[Dataset entries]
----------

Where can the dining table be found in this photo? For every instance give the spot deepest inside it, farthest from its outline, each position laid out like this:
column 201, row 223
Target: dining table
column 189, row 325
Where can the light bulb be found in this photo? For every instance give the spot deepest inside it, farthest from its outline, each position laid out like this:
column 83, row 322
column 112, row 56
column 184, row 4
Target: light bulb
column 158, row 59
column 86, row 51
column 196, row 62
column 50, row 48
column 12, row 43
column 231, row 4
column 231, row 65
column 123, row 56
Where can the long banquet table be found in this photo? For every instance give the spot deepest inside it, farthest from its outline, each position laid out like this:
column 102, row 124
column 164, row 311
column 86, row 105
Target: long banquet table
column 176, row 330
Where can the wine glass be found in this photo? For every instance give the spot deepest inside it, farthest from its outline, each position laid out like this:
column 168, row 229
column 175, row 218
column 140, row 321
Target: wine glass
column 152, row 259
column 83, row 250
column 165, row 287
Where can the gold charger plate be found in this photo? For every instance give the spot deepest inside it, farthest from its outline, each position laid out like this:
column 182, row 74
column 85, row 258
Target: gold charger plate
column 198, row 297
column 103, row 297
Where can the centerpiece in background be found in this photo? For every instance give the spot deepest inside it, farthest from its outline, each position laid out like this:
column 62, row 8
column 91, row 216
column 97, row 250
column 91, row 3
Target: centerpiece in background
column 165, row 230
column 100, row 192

----------

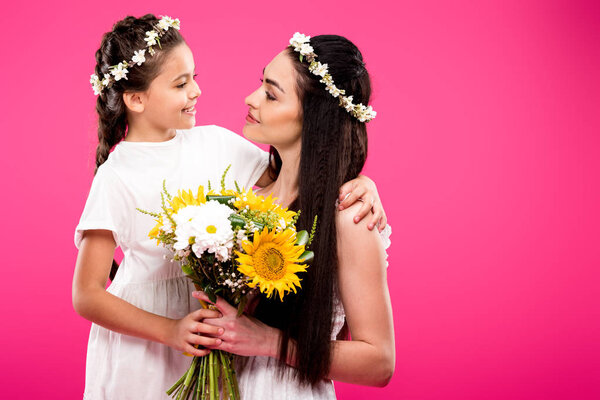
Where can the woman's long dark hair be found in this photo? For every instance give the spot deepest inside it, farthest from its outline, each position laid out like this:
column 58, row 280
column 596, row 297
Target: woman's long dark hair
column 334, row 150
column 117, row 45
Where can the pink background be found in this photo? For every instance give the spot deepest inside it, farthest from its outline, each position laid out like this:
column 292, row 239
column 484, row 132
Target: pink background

----------

> **EXERCISE GOAL**: Examine the entries and report how many of their lines contain the string "pink", giving no more than the number.

> **RESPONSE AREA**: 2